Assigned task |
In the records that follow, find each line with the word "below" and copy it.

################

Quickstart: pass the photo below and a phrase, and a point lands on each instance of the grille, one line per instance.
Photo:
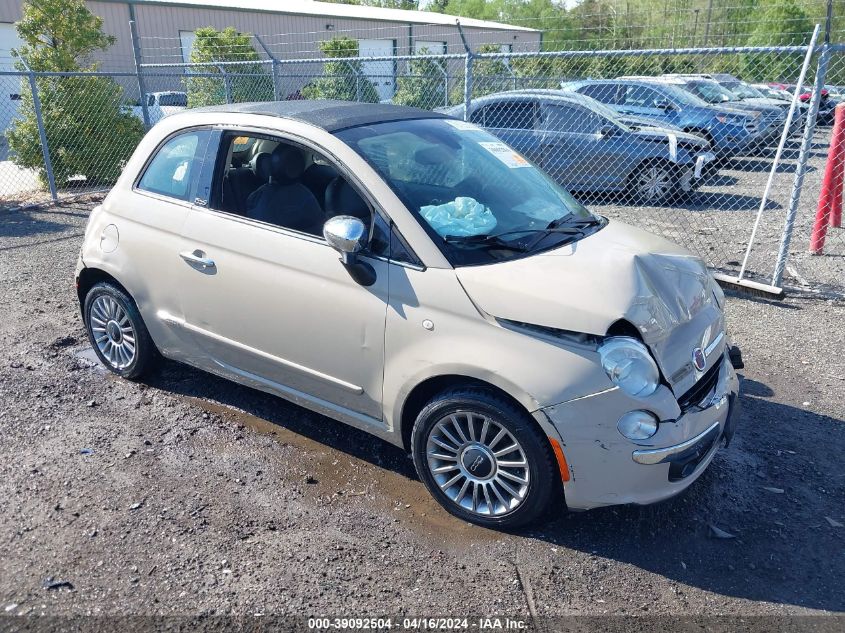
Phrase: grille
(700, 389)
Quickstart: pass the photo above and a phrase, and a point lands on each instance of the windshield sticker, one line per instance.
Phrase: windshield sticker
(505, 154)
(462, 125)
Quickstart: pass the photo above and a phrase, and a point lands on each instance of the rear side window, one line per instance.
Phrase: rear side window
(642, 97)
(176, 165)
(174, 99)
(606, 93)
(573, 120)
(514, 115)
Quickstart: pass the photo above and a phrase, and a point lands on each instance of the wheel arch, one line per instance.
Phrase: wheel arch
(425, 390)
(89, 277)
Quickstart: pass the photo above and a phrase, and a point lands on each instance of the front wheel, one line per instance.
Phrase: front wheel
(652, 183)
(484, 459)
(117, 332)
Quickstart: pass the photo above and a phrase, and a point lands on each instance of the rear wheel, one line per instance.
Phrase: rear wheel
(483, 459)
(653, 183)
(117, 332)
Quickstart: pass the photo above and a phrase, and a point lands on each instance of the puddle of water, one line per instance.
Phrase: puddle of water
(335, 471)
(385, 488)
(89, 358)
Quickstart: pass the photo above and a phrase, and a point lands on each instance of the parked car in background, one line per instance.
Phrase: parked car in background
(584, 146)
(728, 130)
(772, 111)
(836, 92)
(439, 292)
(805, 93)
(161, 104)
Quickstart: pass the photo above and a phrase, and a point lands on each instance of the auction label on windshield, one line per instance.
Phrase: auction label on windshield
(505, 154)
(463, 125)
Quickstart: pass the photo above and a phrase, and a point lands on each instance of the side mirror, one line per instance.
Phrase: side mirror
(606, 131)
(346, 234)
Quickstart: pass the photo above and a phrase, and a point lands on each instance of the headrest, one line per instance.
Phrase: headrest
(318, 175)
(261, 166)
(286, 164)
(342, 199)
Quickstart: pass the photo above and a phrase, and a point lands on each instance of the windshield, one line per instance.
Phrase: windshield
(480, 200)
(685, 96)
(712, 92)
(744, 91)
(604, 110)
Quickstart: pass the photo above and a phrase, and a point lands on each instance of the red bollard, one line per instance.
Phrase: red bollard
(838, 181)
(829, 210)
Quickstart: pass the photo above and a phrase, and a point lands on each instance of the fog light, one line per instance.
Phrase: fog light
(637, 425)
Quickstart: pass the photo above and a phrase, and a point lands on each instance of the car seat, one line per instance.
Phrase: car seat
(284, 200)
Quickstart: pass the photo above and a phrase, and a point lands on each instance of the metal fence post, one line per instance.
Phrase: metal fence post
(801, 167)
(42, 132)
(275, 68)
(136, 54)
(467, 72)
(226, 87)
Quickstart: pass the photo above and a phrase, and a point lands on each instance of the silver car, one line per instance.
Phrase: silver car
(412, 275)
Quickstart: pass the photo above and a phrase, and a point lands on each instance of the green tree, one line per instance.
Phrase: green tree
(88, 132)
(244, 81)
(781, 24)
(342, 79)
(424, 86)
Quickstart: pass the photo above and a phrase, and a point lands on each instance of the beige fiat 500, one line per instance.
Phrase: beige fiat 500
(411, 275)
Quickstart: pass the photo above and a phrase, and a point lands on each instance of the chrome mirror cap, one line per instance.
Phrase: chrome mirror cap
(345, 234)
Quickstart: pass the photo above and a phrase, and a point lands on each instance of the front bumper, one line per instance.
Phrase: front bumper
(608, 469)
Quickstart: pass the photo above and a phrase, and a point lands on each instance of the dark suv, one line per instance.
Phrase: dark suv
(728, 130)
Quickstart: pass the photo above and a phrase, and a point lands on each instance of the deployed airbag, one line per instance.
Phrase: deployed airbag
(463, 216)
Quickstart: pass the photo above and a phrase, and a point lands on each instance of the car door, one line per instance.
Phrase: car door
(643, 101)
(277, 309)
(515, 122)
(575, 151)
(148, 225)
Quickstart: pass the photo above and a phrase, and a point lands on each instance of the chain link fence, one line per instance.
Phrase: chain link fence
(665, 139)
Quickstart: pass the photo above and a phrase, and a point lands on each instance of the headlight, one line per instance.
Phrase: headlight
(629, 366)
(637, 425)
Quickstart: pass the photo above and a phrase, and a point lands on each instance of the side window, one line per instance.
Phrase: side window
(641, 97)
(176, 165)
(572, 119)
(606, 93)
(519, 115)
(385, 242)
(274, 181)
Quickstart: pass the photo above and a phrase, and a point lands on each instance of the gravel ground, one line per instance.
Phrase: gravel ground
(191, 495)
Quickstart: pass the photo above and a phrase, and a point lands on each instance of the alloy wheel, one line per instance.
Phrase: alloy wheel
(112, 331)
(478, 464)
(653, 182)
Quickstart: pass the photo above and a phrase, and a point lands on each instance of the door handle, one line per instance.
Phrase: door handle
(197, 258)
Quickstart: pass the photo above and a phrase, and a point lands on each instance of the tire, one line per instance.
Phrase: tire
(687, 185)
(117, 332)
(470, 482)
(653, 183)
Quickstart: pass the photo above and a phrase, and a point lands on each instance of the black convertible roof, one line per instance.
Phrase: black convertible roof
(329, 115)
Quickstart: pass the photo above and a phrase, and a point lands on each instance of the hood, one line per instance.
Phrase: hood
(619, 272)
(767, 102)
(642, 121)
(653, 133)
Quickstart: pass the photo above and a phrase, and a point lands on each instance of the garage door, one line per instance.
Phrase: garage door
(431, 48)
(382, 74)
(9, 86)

################

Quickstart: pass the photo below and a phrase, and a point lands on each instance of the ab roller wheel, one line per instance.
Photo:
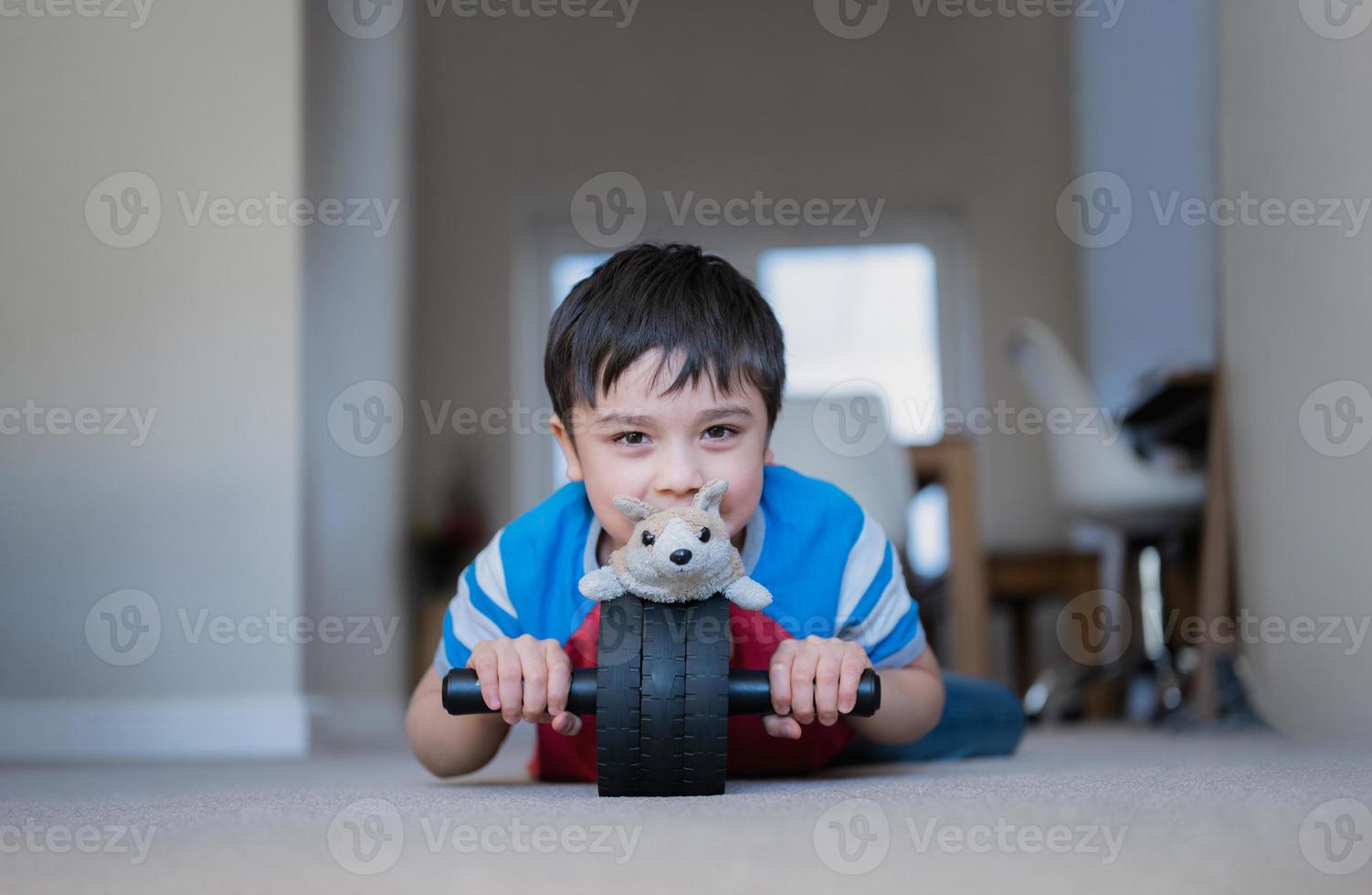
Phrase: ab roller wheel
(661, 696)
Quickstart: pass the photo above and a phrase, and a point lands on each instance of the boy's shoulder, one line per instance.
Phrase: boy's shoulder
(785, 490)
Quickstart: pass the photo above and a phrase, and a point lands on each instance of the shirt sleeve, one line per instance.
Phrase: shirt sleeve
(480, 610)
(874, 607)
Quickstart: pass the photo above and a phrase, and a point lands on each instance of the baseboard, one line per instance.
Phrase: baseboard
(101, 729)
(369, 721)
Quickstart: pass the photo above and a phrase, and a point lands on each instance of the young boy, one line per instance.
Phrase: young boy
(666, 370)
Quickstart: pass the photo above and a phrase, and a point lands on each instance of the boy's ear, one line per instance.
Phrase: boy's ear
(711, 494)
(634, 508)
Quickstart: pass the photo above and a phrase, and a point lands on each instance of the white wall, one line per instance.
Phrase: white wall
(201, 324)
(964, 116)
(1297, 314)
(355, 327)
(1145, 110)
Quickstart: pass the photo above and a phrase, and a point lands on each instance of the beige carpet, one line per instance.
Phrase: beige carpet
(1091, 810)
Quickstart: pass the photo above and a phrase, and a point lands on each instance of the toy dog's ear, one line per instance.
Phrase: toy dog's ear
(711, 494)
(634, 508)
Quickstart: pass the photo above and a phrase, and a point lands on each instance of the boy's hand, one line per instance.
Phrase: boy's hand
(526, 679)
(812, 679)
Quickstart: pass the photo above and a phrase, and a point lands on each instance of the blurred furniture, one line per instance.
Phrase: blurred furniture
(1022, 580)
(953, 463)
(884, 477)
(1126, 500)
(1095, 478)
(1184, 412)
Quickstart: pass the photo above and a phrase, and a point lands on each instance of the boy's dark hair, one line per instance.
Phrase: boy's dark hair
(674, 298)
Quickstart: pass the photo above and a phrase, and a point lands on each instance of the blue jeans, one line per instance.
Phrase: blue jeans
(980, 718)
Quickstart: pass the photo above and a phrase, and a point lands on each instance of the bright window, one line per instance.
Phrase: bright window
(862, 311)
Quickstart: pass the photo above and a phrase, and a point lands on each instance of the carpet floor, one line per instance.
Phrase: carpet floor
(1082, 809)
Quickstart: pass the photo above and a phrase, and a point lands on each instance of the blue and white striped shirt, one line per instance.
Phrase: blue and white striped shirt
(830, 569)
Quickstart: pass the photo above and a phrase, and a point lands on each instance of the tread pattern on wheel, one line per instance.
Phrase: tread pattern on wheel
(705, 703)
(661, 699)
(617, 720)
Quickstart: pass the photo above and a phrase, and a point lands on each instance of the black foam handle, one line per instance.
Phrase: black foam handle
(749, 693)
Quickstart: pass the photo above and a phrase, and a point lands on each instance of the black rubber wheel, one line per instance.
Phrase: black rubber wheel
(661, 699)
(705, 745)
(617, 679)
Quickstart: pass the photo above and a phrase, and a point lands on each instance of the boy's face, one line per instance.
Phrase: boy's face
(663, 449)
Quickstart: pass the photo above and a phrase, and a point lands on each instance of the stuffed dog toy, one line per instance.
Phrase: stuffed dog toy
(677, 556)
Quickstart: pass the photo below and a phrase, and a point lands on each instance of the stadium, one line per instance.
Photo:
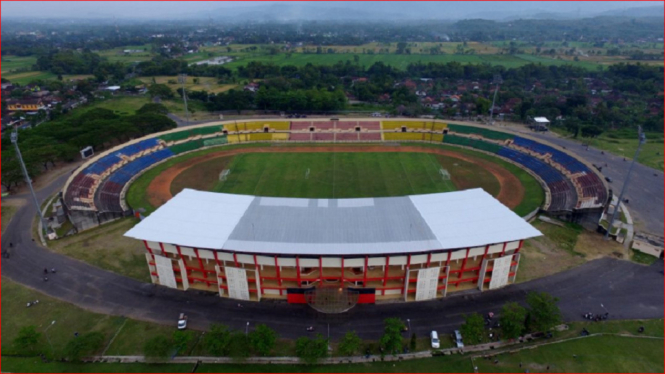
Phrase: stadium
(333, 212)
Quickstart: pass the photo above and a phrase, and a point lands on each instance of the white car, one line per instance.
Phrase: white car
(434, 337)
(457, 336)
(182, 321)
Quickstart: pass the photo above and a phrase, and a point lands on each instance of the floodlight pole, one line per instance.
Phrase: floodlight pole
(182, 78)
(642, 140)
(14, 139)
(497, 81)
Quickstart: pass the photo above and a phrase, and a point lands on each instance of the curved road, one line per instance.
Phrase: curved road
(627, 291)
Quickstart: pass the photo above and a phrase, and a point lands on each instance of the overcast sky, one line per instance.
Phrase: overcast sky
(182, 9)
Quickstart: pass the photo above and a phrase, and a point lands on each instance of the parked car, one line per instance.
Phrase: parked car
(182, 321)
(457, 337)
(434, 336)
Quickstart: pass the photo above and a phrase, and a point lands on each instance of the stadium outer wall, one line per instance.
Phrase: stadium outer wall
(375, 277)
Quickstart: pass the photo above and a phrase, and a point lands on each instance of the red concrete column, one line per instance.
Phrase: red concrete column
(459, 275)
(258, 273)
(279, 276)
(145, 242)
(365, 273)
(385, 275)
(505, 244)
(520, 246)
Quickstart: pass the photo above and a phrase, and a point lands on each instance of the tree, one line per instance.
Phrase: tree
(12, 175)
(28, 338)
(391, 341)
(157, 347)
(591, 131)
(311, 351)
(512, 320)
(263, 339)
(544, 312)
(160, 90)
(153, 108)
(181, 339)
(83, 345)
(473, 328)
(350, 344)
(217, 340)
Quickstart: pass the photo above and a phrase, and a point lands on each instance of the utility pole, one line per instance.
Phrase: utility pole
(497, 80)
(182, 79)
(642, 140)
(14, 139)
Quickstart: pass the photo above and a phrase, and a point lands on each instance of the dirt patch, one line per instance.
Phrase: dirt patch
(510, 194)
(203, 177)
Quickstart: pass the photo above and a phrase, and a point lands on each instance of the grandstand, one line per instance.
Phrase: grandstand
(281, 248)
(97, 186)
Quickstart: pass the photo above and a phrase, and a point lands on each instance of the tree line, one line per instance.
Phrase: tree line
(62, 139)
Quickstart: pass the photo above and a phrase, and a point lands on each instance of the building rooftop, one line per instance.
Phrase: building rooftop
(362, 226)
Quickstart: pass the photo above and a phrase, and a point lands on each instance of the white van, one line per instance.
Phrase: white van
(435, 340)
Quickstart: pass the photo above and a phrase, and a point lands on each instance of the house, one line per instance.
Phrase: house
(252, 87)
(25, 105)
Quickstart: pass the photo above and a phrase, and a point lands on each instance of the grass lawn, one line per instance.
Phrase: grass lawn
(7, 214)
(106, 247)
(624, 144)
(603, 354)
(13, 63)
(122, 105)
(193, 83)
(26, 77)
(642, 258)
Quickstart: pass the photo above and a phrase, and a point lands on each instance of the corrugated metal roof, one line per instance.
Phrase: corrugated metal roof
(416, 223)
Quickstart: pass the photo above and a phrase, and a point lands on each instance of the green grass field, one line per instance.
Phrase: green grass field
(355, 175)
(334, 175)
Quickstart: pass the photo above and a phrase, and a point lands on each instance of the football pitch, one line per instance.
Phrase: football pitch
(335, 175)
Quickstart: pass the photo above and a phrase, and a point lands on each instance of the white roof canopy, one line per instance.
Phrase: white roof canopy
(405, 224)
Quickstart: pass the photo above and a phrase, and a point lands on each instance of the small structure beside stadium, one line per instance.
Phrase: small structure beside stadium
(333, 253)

################

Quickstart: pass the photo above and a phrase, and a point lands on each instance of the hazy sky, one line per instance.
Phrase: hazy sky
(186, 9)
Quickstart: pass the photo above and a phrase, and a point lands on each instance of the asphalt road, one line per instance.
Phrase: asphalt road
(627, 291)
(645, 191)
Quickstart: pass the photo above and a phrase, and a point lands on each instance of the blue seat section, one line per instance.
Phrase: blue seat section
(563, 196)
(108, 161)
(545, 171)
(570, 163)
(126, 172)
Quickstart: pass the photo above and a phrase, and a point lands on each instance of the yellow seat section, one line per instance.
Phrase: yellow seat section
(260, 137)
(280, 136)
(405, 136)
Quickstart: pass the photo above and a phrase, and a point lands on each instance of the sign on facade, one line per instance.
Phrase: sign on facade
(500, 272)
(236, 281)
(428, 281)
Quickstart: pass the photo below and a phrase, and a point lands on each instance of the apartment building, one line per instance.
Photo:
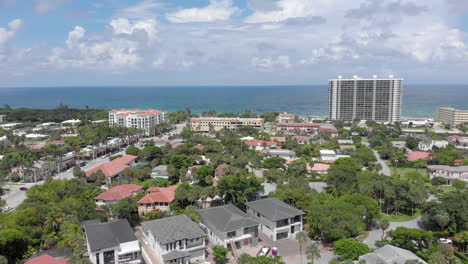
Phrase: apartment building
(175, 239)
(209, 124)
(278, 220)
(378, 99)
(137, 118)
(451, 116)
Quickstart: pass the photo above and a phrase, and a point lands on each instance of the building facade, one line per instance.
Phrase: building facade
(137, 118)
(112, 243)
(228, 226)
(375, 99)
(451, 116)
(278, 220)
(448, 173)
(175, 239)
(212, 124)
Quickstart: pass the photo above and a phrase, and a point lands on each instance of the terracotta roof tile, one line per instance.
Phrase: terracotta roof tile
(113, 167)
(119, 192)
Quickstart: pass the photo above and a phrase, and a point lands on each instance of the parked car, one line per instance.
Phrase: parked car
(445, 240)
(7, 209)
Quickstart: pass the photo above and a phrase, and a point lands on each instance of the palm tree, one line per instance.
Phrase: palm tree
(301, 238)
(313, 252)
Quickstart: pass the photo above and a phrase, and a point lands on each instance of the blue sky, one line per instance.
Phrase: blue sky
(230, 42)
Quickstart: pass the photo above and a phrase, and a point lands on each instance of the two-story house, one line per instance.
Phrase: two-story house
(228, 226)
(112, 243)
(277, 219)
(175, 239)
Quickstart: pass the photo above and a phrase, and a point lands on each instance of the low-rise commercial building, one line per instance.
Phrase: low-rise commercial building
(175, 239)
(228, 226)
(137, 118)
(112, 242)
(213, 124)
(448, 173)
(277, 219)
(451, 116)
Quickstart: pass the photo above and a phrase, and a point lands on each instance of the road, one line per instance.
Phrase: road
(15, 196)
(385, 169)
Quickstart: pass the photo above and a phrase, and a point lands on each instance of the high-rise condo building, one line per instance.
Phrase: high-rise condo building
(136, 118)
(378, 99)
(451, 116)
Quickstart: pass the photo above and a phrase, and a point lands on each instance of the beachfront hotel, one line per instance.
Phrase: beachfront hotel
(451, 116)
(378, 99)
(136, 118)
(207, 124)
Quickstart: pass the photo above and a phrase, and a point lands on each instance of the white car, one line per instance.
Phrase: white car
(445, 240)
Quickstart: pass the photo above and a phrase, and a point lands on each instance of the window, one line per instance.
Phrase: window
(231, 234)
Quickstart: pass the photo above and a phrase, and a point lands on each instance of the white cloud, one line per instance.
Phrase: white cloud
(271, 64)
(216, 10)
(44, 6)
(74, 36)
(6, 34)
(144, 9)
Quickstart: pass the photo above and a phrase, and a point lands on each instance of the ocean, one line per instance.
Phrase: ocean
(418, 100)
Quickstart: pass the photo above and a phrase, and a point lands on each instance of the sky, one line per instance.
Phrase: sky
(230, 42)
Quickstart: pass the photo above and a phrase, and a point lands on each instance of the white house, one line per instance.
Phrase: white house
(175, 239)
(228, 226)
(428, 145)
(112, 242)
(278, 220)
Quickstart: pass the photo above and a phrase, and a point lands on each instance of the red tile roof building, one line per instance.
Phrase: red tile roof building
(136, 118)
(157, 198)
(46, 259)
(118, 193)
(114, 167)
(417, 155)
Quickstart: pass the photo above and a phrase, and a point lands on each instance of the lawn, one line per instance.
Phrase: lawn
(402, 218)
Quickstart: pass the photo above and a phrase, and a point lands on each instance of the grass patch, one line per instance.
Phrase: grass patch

################

Result of this task |
Quickstart: pass the photo below and a phrase, and a point lands on each instance of the grille, one line per instance.
Quickstart: pass the photo below and a phrase, and a point lands on each instance of the ab roller wheel, one line per instance.
Quickstart: pass the photo below and a phrase, and a point lands on each instance of the stadium, one line per instance.
Quickstart: pass the photo below and a phrase, and a point lands on each instance of the apartment building, one line per instance.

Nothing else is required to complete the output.